*** Data for this exercise ***
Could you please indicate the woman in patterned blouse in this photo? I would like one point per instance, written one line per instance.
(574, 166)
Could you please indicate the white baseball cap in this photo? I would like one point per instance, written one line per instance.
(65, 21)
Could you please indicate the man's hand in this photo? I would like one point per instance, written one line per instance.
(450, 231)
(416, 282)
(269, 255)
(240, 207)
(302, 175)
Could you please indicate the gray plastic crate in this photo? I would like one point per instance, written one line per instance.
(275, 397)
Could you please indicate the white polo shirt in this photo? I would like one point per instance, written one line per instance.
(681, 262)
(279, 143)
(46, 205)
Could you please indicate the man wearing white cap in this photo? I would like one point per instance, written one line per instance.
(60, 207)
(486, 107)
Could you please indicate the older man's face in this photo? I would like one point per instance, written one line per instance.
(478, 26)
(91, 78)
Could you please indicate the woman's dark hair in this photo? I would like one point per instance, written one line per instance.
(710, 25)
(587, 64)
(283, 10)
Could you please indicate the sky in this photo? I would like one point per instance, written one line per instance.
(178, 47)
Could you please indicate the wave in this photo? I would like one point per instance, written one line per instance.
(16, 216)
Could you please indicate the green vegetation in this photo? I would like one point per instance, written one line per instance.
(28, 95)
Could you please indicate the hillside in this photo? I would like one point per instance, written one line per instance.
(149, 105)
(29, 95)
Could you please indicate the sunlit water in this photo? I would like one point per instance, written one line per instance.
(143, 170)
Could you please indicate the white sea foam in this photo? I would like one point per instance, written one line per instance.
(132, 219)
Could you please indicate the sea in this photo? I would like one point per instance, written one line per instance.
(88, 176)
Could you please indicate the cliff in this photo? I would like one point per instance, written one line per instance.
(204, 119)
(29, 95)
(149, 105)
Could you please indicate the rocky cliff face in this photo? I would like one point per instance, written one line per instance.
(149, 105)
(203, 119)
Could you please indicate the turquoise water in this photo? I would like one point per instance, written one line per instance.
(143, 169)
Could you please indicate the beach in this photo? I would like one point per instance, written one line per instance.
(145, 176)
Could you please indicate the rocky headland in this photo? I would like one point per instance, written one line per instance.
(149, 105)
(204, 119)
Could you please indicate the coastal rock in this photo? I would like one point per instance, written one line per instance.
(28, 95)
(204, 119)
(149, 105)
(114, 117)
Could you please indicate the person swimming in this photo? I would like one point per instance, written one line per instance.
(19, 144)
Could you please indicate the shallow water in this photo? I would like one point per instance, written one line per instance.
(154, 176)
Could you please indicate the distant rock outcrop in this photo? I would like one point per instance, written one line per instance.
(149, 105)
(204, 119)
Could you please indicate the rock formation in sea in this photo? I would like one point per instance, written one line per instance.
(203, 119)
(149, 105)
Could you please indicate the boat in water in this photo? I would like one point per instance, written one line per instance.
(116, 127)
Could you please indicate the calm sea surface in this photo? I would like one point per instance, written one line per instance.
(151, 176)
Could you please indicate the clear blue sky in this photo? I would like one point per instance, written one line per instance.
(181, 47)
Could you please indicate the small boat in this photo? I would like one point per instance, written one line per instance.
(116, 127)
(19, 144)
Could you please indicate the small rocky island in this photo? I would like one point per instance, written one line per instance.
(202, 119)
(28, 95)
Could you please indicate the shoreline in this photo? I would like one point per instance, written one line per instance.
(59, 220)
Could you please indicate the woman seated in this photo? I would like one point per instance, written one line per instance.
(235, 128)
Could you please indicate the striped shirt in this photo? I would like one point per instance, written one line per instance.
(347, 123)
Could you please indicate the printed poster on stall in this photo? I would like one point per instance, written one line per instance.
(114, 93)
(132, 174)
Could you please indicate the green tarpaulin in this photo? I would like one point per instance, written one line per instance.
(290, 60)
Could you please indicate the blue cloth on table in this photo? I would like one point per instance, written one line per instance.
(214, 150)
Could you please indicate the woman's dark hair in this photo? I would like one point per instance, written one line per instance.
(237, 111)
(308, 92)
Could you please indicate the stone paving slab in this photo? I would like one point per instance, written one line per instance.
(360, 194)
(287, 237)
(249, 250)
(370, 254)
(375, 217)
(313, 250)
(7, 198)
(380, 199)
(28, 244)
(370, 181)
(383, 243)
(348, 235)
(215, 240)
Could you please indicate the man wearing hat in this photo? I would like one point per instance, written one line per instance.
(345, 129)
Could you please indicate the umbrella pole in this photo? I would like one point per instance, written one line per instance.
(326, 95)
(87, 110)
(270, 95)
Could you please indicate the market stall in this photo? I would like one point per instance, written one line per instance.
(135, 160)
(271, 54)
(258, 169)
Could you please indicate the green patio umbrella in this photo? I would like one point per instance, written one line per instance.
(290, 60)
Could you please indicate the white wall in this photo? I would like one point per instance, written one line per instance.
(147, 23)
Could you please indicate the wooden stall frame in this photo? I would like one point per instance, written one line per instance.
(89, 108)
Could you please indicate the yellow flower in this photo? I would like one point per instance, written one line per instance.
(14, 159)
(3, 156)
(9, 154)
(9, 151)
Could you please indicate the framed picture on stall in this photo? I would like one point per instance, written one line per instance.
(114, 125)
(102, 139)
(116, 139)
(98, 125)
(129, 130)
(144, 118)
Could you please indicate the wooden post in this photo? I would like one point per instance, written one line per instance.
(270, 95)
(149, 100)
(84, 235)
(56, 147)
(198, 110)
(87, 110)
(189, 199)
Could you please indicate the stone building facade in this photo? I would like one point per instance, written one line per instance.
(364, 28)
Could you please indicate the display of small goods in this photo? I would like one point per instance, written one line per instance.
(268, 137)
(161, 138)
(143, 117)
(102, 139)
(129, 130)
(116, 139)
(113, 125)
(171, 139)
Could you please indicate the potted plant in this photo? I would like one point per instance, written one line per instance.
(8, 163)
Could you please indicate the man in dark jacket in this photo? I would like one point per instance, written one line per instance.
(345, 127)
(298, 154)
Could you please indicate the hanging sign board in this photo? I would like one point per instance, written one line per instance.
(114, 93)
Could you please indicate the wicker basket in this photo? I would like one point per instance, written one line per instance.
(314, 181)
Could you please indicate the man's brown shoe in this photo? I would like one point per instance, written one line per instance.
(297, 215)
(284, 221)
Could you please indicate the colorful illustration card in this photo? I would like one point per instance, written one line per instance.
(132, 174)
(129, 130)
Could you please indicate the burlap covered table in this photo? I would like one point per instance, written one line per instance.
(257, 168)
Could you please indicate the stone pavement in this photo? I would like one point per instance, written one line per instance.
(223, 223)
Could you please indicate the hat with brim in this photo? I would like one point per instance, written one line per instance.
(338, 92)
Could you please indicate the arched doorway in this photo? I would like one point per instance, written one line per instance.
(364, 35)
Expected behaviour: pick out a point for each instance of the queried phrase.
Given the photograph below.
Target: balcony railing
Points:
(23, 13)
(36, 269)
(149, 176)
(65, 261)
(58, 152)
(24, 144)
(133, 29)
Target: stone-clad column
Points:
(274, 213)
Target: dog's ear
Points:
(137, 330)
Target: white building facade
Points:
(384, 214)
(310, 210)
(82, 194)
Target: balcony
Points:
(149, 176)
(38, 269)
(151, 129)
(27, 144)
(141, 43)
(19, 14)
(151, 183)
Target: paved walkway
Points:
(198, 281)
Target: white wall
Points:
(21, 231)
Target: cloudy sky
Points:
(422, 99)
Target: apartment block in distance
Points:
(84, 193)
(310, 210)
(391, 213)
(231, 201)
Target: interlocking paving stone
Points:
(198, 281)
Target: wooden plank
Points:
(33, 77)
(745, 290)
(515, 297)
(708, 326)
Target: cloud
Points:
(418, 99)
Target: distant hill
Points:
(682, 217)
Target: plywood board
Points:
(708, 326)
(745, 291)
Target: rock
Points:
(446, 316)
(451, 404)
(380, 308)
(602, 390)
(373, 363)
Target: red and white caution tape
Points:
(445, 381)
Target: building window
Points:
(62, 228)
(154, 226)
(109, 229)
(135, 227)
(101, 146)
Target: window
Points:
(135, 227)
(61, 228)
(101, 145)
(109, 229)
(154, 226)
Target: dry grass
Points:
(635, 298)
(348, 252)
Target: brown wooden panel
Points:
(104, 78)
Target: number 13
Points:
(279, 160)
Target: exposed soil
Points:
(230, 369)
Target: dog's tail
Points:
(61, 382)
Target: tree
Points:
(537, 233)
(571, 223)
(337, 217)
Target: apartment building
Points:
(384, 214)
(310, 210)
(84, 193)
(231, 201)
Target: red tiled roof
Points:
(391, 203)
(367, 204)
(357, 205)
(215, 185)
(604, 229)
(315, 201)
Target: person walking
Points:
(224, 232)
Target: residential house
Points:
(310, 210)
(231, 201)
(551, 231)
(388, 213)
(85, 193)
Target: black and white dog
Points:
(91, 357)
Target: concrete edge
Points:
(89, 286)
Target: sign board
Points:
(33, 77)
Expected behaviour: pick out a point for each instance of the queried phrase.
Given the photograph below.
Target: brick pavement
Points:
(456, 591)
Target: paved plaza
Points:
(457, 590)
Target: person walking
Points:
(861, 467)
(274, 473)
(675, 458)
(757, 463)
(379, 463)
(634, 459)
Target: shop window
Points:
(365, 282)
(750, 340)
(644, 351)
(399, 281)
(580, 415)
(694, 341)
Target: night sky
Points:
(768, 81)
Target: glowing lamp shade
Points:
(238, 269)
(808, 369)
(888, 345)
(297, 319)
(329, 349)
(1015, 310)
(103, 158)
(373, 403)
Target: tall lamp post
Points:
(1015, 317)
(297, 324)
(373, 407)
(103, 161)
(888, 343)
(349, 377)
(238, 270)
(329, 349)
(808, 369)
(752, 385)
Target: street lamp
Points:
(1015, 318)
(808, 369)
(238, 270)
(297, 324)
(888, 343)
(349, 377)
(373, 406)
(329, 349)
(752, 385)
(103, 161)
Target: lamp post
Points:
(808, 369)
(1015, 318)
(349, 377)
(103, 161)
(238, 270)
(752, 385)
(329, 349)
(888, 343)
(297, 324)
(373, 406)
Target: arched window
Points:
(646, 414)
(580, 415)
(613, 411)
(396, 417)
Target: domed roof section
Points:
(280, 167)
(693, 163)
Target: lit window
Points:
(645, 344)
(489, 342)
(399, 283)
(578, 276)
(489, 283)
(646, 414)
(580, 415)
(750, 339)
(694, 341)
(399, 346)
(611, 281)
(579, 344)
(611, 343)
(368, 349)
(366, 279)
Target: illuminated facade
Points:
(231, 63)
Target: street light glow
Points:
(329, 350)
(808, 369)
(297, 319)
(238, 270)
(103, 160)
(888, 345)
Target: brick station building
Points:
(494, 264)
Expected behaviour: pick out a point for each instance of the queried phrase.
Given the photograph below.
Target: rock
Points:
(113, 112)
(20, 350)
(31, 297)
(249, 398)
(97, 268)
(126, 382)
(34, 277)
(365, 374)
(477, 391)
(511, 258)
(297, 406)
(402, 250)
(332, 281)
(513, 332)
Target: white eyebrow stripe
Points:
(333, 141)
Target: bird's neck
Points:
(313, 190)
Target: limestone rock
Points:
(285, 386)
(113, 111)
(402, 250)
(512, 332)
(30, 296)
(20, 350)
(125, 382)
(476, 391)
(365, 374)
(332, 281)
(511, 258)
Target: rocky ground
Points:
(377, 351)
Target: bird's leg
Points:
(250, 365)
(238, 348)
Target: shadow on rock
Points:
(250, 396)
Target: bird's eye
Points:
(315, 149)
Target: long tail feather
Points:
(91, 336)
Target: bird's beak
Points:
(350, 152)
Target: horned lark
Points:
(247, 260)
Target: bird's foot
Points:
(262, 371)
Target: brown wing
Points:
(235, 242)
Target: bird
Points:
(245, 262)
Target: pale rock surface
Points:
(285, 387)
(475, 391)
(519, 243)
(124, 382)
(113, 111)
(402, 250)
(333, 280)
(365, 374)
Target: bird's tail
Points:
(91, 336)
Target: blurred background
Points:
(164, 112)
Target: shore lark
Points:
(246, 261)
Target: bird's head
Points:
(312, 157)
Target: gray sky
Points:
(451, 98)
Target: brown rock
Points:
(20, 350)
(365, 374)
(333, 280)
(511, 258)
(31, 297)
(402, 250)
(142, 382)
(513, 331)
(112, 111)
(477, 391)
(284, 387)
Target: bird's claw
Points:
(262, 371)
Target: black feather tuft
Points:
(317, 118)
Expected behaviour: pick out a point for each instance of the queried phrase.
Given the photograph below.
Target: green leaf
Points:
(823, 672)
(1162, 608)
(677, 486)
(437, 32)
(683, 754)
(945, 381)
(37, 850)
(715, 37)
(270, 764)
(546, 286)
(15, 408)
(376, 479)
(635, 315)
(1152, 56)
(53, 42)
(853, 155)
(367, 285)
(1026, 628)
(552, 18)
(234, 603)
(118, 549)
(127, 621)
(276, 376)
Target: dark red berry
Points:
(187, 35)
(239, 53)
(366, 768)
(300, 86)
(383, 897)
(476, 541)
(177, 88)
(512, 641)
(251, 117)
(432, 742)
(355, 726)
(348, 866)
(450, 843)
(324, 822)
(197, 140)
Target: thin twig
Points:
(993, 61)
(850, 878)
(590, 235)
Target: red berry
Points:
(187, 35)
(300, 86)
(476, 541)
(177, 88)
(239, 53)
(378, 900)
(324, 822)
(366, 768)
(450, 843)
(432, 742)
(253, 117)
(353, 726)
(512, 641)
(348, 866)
*** End of Data for this exercise ***
- Action item
For every line above that holds the word "tail", report the whole line.

- Reply to the exercise
Target: dog's tail
Target: long tail feather
Target: bird's tail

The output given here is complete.